What the task requires: Return only the line that contains "Expected output: the position of each instance of the cabinet" and each line after it, through the last line of the data below, copied exactly.

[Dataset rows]
──────
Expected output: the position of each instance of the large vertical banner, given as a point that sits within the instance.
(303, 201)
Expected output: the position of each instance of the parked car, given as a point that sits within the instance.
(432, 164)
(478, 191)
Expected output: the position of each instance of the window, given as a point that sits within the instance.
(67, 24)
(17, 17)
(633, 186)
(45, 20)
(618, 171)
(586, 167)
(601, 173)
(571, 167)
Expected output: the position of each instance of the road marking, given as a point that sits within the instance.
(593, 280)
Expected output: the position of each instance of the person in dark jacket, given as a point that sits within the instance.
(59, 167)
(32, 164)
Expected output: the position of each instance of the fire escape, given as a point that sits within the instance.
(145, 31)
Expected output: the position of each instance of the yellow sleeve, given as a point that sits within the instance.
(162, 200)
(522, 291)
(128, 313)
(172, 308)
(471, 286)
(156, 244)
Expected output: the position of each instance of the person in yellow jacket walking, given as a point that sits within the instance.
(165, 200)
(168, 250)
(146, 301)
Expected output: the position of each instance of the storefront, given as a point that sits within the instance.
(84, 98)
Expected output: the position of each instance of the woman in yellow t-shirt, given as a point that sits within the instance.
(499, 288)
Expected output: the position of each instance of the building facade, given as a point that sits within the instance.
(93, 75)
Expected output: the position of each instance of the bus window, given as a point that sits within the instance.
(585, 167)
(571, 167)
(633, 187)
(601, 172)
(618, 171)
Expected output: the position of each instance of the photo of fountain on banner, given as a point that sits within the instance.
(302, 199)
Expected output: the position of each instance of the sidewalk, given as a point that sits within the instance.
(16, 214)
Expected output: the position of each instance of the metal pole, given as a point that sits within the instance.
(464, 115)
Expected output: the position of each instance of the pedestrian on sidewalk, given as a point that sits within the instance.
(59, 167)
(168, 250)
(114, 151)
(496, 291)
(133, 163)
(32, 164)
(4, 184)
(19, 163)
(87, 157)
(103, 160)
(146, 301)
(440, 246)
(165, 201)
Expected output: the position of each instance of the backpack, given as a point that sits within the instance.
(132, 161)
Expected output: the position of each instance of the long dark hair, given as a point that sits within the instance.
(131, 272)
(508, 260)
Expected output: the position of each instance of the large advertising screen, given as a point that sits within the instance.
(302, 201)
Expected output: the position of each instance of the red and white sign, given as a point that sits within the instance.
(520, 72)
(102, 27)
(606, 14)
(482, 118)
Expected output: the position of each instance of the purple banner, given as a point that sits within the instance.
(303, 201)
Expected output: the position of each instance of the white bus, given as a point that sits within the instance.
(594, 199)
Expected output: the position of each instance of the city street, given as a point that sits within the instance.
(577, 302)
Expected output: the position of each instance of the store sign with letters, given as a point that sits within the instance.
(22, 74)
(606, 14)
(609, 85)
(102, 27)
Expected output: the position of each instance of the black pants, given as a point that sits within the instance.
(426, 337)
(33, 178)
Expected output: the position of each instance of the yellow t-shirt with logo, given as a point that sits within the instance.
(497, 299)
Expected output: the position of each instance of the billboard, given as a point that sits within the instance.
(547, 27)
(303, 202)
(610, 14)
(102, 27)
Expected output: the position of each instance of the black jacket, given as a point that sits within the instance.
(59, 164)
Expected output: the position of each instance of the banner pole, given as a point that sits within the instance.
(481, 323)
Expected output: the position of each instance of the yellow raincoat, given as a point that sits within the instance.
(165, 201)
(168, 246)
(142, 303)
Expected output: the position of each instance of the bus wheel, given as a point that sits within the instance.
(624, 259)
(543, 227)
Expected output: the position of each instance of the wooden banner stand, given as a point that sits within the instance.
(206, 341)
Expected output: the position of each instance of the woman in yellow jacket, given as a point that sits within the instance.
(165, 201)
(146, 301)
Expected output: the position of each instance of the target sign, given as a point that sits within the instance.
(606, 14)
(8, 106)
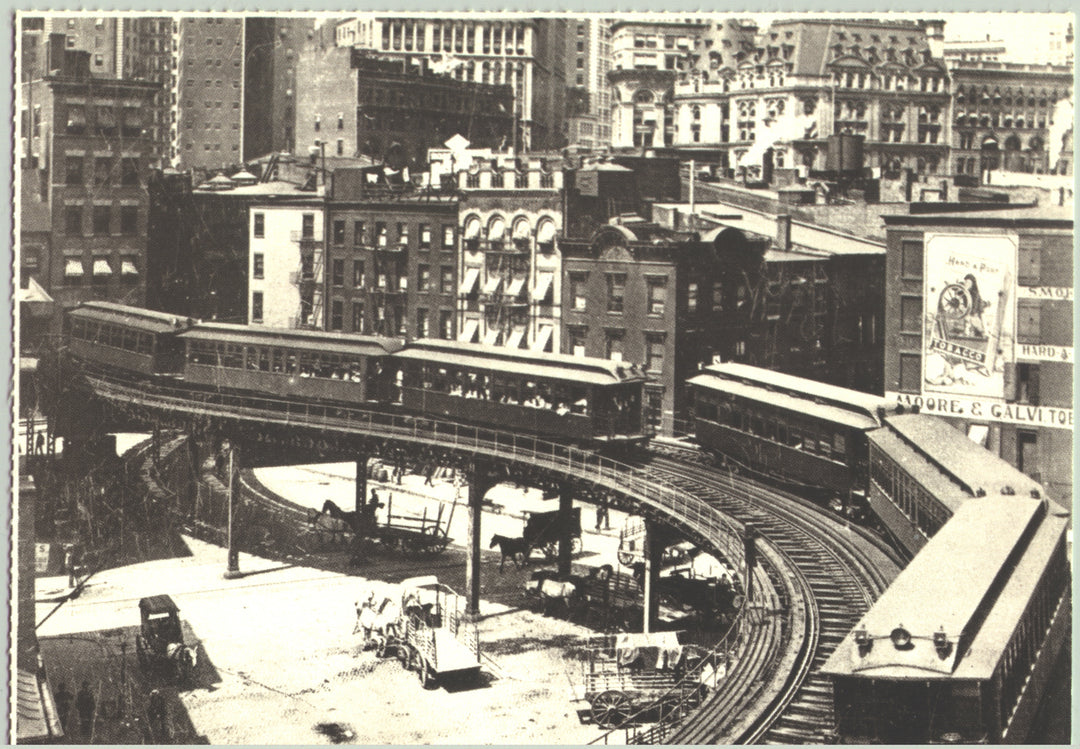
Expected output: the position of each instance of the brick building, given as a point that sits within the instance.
(84, 153)
(391, 257)
(979, 330)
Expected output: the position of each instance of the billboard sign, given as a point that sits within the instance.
(969, 301)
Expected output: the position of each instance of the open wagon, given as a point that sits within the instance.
(543, 530)
(432, 637)
(637, 678)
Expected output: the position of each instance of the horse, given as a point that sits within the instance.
(512, 548)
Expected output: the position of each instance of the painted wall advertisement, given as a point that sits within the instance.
(970, 319)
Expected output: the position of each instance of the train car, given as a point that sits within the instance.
(308, 364)
(109, 336)
(799, 432)
(922, 470)
(554, 395)
(961, 647)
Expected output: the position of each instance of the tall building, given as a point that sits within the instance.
(210, 81)
(84, 152)
(804, 80)
(526, 53)
(589, 93)
(979, 330)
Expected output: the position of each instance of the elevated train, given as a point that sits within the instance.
(588, 402)
(961, 647)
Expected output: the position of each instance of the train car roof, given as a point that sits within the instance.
(972, 582)
(309, 340)
(585, 370)
(149, 321)
(801, 390)
(968, 463)
(936, 481)
(794, 403)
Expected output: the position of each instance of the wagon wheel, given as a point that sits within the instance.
(611, 709)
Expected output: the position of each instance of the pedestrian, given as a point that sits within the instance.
(159, 715)
(63, 697)
(84, 703)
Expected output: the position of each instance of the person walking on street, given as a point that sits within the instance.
(84, 703)
(64, 697)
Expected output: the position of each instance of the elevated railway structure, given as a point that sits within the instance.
(767, 696)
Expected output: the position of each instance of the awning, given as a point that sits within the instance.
(469, 332)
(515, 287)
(547, 233)
(543, 338)
(515, 338)
(469, 285)
(543, 287)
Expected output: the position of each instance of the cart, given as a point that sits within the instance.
(637, 678)
(543, 531)
(432, 638)
(160, 640)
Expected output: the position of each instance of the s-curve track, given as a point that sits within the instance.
(845, 568)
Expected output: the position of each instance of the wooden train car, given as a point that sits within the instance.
(321, 366)
(960, 648)
(922, 471)
(126, 338)
(555, 395)
(796, 431)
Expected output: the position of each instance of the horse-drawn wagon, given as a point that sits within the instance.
(160, 640)
(629, 679)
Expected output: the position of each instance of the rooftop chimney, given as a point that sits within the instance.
(784, 232)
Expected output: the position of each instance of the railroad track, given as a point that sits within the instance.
(842, 579)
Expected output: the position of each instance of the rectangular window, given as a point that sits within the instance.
(102, 216)
(910, 259)
(1028, 323)
(658, 296)
(73, 171)
(129, 172)
(129, 219)
(617, 288)
(358, 316)
(910, 372)
(653, 352)
(72, 220)
(910, 314)
(612, 344)
(578, 291)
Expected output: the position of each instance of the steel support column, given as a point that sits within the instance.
(653, 554)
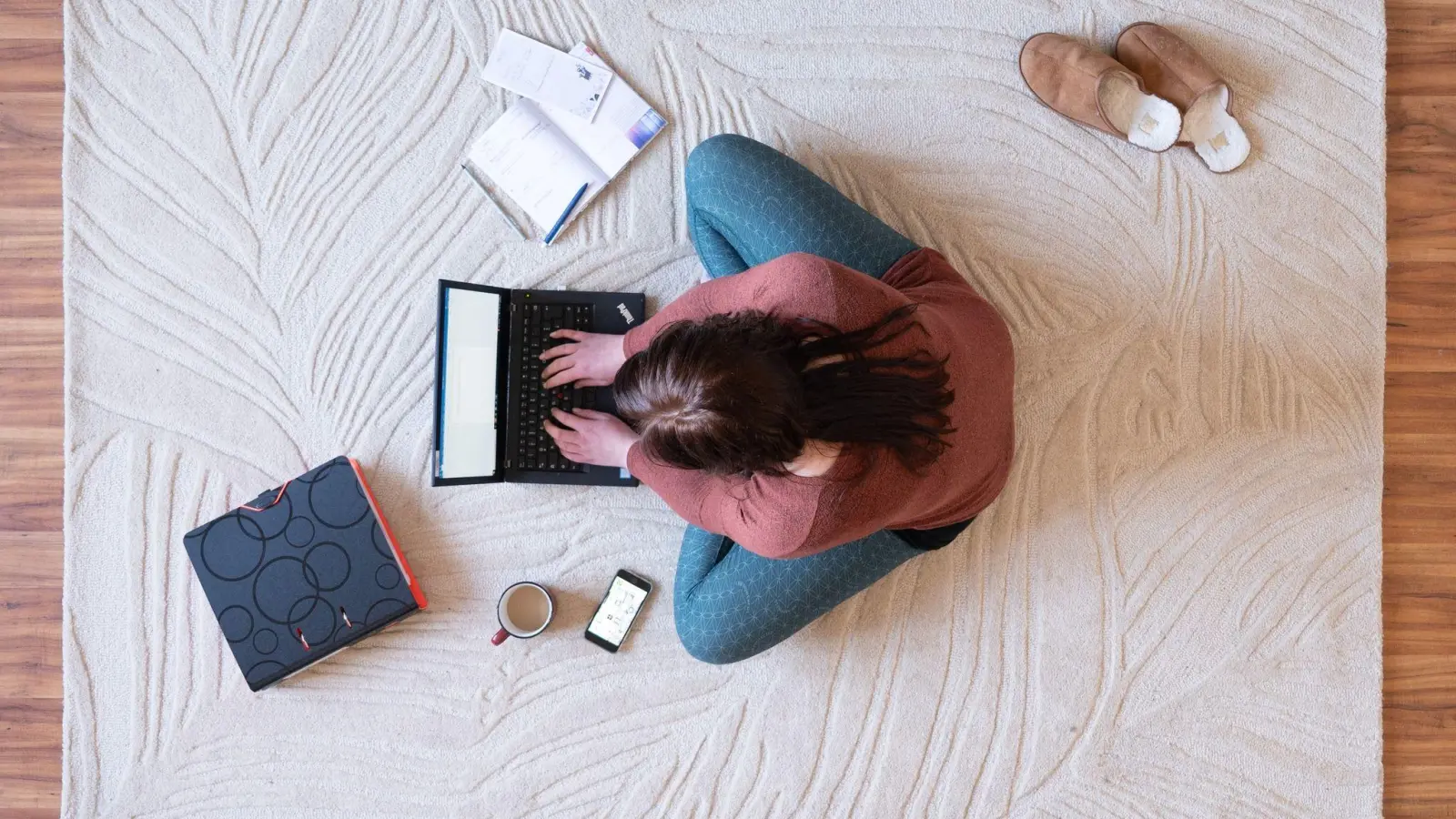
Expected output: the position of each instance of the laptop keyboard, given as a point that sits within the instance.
(533, 446)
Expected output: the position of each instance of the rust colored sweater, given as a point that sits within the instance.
(793, 516)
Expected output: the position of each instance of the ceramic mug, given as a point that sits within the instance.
(524, 611)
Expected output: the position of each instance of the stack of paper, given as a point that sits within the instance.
(574, 130)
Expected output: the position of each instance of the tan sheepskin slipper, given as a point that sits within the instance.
(1091, 87)
(1171, 69)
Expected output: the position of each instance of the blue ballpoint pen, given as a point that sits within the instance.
(565, 213)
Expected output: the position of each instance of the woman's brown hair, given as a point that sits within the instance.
(742, 392)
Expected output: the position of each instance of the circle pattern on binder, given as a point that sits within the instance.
(313, 550)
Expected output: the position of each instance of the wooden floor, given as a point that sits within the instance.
(1420, 508)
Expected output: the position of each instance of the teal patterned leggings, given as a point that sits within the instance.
(747, 205)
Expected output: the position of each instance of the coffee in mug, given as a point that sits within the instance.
(524, 611)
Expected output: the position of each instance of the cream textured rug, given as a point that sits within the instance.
(1172, 611)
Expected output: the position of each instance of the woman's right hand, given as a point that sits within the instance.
(589, 359)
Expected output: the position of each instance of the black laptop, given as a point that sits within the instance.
(490, 402)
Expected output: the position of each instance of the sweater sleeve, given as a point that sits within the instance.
(794, 285)
(739, 509)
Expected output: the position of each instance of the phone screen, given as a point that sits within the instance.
(616, 611)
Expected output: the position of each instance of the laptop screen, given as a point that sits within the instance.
(468, 419)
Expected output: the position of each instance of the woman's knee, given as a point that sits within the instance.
(706, 644)
(725, 155)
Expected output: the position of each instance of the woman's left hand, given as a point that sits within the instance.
(587, 436)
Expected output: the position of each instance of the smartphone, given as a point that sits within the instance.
(619, 608)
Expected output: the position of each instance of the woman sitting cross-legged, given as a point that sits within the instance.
(830, 404)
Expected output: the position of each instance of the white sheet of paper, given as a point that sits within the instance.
(535, 164)
(623, 123)
(539, 72)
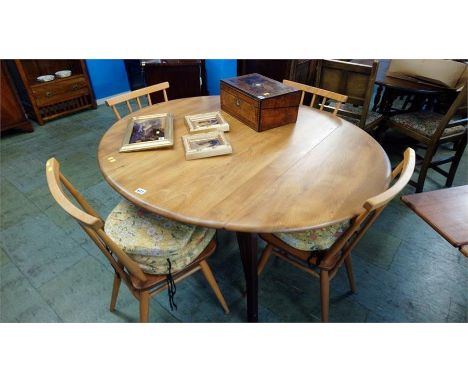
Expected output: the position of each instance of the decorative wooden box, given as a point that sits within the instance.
(260, 102)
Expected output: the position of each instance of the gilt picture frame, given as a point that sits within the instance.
(206, 122)
(204, 145)
(148, 132)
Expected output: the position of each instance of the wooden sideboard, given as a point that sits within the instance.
(44, 101)
(302, 71)
(12, 115)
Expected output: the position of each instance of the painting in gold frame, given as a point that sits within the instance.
(148, 132)
(201, 123)
(204, 145)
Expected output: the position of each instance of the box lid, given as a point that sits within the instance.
(260, 87)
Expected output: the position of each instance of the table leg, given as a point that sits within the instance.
(248, 250)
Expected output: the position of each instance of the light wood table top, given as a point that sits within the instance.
(444, 210)
(299, 176)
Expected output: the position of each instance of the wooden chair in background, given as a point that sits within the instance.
(135, 95)
(322, 251)
(142, 285)
(357, 82)
(430, 130)
(325, 94)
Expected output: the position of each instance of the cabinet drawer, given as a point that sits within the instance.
(61, 86)
(50, 93)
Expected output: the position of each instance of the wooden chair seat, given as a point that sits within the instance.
(430, 129)
(316, 239)
(425, 123)
(151, 240)
(158, 245)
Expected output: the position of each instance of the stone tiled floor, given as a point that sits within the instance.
(51, 272)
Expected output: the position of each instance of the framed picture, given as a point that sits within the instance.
(205, 145)
(206, 122)
(148, 132)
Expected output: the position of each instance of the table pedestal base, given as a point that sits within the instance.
(248, 251)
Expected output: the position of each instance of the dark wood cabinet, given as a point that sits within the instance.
──────
Solution to the problem:
Expected output: the position of each instance of the cabinet drawer, given as a point that sits within the instance.
(61, 86)
(50, 93)
Expected output: the position of each instance of the wooden chair seat, given as a point that sits within the instance.
(430, 129)
(316, 239)
(425, 123)
(151, 240)
(158, 245)
Expected output: the position of each instance of the stone tiled floor, given as a point that sits within the instance.
(51, 272)
Expected output: the position of each instance of the framed picture, given as a point that sits within the instance.
(205, 145)
(206, 122)
(148, 132)
Expected output: the position of each instance of the table pedestal base, given as a point that sits within the instance.
(248, 251)
Expected output: the position of each instance of the dark wood cabinet, given as a point that sits within the instance.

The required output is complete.